[Teks Sumber]
Apa Hubungan Paku Buwono dan Hamengku Buwono? Ini Sejarah Kerajaan Mataram Islam

Apa Hubungan Paku Buwono dan Hamengku Buwono? Ini Sejarah Kerajaan Mataram Islam

Anindya Milagsita - detikJateng
Selasa, 04 Nov 2025 10:35 WIB
Keraton Solo atau Keraton Kasunanan Surakarta Hadiningrat
Ilustrasi Keraton Solo. Foto: Jo Chryst/Wikimedia Commons/CC BY-SA 4.0
Solo -

Memahami sejarah Kerajaan Mataram Islam mampu membawa kita pada berbagai hal yang menarik untuk diketahui, termasuk hubungan antara Paku Buwono dan Hamengku Buwono. Lantas, apa hubungan antara Paku Buwono dan Hamengku Buwono? Berikut ulasan singkatnya.

Kendati bertakhta di dua wilayah berbeda, yaitu Surakarta dan Yogyakarta, baik Paku Buwono maupun Hamengku Buwono memiliki hubungan erat. Terutama kaitannya dengan sejarah Kerajaan Mataram Islam sekaligus tradisi kerajaan yang masih ada sampai saat ini.

Siapa itu Paku Buwono? Singkatnya, Paku Buwono adalah sebuah gelar raja yang diberikan kepada penguasa Kasunanan Surakarta. Saat ini gelar tersebut melekat pada sosok Paku Buwono XIII yang belum lama ini telah tutup usia.

SCROLL TO CONTINUE WITH CONTENT

Lain halnya dengan Hamengku Buwono yang merupakan gelar raja yang diberikan bagi penguasa Kesultanan Yogyakarta. Saat ini Kasultanan Yogyakarta dipimpin oleh Sri Sultan Hamengku Buwono X.

Berbeda dengan Paku Buwono yang dikenal sebagai pewaris resmi dari tradisi budaya Kasunanan Surakarta, Hamengku Buwono justru menjadi sosok yang turut berperan sebagai Gubernur Daerah Istimewa Yogyakarta. Kedua gelar tersebut tidak terlepas satu sama lain pada sejarah yang mengakar di tengah-tengah masyarakat Jawa, terutama mengenai keberadaan Kerajaan Mataram Islam.

ADVERTISEMENT

Namun, bagaimana hubungan Paku Buwono dan Hamengku Buwono yang berkaitan soal sejarah Kerajaan Mataram Islam di masa lalu? Untuk lebih jelasnya, mari simak penjelasannya berikut ini.

(Entri data tersimpan)

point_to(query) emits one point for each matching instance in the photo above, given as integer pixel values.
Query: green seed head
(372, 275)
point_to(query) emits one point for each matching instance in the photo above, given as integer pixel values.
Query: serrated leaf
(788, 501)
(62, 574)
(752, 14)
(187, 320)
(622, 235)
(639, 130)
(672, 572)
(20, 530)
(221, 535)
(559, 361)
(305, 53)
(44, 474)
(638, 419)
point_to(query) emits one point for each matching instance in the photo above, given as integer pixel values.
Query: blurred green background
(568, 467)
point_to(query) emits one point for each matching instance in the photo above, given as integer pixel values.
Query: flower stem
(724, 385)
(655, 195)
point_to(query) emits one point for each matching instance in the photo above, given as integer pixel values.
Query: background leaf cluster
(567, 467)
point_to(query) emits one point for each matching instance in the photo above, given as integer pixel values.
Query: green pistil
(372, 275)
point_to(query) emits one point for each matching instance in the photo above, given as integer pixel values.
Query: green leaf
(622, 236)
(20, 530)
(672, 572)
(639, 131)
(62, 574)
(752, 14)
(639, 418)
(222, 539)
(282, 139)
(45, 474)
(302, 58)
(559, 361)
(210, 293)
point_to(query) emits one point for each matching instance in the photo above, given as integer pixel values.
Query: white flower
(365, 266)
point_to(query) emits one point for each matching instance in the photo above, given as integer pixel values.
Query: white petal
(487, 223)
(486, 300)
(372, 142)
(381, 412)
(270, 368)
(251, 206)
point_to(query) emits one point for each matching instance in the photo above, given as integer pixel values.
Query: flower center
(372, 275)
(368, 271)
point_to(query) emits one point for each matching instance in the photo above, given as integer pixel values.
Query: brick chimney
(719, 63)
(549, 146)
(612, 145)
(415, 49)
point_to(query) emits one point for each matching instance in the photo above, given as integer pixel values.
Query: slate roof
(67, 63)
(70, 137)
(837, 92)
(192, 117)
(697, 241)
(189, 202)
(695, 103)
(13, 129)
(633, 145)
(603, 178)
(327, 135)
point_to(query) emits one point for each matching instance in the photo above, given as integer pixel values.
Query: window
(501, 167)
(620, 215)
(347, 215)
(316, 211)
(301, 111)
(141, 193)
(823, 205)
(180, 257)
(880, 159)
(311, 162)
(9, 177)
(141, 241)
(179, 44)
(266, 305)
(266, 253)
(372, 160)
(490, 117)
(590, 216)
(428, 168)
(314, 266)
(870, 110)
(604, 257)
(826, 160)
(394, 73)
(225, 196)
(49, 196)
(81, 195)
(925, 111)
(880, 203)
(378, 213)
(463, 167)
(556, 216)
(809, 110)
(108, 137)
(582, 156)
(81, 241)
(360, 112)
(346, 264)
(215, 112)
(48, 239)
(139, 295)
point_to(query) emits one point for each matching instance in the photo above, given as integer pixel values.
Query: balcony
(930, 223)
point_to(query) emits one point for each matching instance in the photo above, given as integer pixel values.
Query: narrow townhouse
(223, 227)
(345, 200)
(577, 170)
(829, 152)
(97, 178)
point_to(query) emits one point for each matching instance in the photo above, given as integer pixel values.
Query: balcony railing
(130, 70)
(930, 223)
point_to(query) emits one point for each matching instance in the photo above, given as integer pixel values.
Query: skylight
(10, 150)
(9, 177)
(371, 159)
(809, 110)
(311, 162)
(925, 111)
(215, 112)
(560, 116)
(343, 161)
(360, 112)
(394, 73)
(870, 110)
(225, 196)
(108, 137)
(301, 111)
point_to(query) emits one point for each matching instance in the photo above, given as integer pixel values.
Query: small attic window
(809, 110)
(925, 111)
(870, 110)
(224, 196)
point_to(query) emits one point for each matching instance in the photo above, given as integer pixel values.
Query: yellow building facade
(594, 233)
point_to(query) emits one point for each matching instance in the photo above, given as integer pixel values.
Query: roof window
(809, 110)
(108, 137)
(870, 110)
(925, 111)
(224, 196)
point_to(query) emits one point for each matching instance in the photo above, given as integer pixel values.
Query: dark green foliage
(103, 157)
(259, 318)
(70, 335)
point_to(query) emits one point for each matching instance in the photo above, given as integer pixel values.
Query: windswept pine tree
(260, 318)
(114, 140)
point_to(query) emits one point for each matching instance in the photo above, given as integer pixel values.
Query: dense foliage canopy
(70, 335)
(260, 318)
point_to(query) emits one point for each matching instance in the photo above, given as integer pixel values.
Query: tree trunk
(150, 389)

[Latihan Singkat 1] Sebutkan setiap orang yang namanya muncul dalam artikel tentang Paku Buwono dan Hamengku Buwono, termasuk pada baris penulis dan keterangan foto.
[Latihan Singkat 2] Lanjutkan artikel tentang hubungan Paku Buwono dan Hamengku Buwono mulai dari sesudah kalimat terakhirnya.
Baris-baris data ini tidak dipakai dalam tugas apa pun di sini.

[Jawaban Benar 1] Anindya Milagsita, Jo Chryst, Paku Buwono XIII, Sri Sultan Hamengku Buwono X

[Jawaban Benar 2]
Poin Utamanya:

  • Pakubuwono dan Hamengkubuwono berasal dari satu akar kekuasaan, yaitu Kerajaan Mataram Islam yang kini menjadi simbol dua pusat kebudayaan Jawa.
  • Perjanjian Giyanti tahun 1755 membagi Mataram menjadi dua kekuasaan, yaitu Kasunanan Surakarta (Pakubuwono III) dan Kesultanan Yogyakarta (Hamengkubuwono I).
  • Kerajaan Mataram Islam terbelah menjadi Kasunanan Surakarta dan Kesultanan Yogyakarta akibat campur tangan VOC.

Bagaimana Sejarah Mataram Islam?

Sebelum mengetahui hubungan antara Paku Buwono dan Hamengku Buwono, mari telusuri terlebih dahulu bagaimana sejarah Mataram Islam berlangsung di masa lampau. Apa itu Kerajaan Mataram Islam? Untuk diketahui, Kerajaan Mataram Islam adalah kerajaan Islam besar di Jawa yang pernah ada.

Dijelaskan dalam 'Buku Siswa Sejarah Indonesia SMA/MA Kelas 10' karya Windriati, SPd, Kerajaan Mataram Islam berdiri sejak era tahun 586 silam. Kerajaan ini didirikan oleh sosok bernama Sutowijoyo yang bergelar Panembahan Senopati Ing Alaga Sayidin Panatagama.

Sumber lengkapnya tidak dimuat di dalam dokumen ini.